Copy the records below line for line, leaving every character unchanged.

◇ ◇ ◇ ◇

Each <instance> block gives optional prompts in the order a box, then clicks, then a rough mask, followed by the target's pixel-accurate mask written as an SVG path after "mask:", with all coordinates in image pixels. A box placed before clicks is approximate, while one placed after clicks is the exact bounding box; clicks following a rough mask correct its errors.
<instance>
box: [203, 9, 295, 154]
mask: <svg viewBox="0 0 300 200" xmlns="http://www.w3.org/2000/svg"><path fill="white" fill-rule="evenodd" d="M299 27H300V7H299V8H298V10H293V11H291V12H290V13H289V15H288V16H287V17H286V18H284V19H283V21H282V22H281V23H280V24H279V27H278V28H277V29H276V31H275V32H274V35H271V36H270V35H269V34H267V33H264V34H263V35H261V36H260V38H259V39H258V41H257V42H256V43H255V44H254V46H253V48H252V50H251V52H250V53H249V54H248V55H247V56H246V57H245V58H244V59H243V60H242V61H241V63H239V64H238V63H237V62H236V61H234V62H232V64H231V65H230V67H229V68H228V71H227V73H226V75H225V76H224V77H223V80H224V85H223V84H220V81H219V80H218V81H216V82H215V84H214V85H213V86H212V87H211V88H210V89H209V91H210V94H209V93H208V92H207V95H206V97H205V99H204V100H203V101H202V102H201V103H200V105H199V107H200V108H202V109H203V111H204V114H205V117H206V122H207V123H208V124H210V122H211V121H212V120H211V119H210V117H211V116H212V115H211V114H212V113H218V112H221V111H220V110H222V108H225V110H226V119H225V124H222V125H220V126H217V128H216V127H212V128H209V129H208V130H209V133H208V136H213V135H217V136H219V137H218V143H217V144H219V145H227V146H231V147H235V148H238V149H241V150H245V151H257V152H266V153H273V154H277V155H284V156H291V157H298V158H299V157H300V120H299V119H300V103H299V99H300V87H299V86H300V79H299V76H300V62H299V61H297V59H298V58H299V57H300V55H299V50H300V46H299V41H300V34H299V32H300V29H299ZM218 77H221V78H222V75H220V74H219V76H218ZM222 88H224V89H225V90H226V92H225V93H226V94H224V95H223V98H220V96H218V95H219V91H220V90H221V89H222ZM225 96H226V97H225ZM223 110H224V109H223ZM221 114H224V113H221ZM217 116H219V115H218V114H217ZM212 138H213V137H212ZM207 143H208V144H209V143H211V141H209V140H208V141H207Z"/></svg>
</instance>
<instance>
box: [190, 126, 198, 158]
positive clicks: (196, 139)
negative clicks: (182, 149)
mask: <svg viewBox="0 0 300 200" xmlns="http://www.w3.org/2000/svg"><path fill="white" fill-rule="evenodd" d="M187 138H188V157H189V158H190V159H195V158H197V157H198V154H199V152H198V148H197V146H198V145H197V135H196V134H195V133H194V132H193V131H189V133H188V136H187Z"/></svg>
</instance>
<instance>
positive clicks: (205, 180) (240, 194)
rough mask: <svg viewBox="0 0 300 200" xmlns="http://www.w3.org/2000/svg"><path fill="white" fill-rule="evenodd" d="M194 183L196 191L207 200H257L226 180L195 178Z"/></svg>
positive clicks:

◇ ◇ ◇ ◇

(YOUR RESPONSE)
Each <instance> block gives optional prompts in the order a box, then clicks, then a rough mask, followed by the target's pixel-accurate mask written as an SVG path after "mask:", with all coordinates in image pixels. A box placed before clicks is approximate, while one placed after clicks is the exact bounding box; clicks following a rough mask correct its errors.
<instance>
box: [203, 9, 295, 154]
mask: <svg viewBox="0 0 300 200" xmlns="http://www.w3.org/2000/svg"><path fill="white" fill-rule="evenodd" d="M299 27H300V7H299V8H298V10H293V11H291V12H290V13H289V15H288V16H287V17H286V18H284V19H283V21H282V22H281V23H280V24H279V27H278V28H277V29H276V31H275V32H274V35H271V36H270V35H269V34H267V33H264V34H263V35H261V36H260V38H259V39H258V41H257V42H256V43H255V44H254V46H253V48H252V50H251V52H250V53H249V54H248V55H247V56H246V57H245V58H244V59H243V60H242V61H241V63H239V64H238V63H237V62H236V61H234V62H232V64H231V65H230V67H229V68H228V71H227V73H226V75H225V76H224V77H223V80H224V85H223V84H220V81H219V80H218V81H216V82H215V84H214V85H213V86H212V87H211V88H210V89H209V91H210V94H209V93H208V92H207V95H206V97H205V99H204V100H203V101H202V102H201V103H200V105H199V107H200V108H202V109H203V111H204V114H205V117H206V122H207V123H208V124H210V122H211V121H212V120H211V119H210V117H211V116H212V115H211V114H212V113H218V112H221V111H220V110H222V108H225V110H226V119H225V124H222V125H220V126H217V128H216V127H212V128H209V129H208V130H209V133H208V136H213V135H217V136H219V137H218V143H217V144H219V145H227V146H231V147H235V148H238V149H241V150H245V151H257V152H266V153H273V154H277V155H284V156H291V157H298V158H299V157H300V120H299V119H300V103H299V99H300V87H299V86H300V79H299V76H300V62H299V61H297V59H298V58H299V57H300V55H299V50H300V46H299V41H300V34H299V32H300V29H299ZM218 77H221V78H222V75H220V74H219V76H218ZM222 88H224V89H225V90H226V92H225V93H226V94H224V95H223V98H220V96H218V95H219V91H220V90H221V89H222ZM225 96H226V97H225ZM223 110H224V109H223ZM221 114H224V113H221ZM217 116H219V115H218V114H217ZM212 138H213V137H212ZM207 143H208V144H209V143H211V141H209V140H208V141H207Z"/></svg>
</instance>
<instance>
box: [190, 126, 198, 158]
positive clicks: (196, 139)
negative clicks: (182, 149)
mask: <svg viewBox="0 0 300 200" xmlns="http://www.w3.org/2000/svg"><path fill="white" fill-rule="evenodd" d="M187 138H188V157H189V158H190V159H195V158H197V157H198V154H199V152H198V148H197V146H198V145H197V135H196V134H195V133H194V132H193V131H189V133H188V136H187Z"/></svg>
</instance>
<instance>
positive clicks: (205, 180) (240, 194)
rough mask: <svg viewBox="0 0 300 200" xmlns="http://www.w3.org/2000/svg"><path fill="white" fill-rule="evenodd" d="M194 183L196 191L207 200H257L226 180L195 178Z"/></svg>
positive clicks:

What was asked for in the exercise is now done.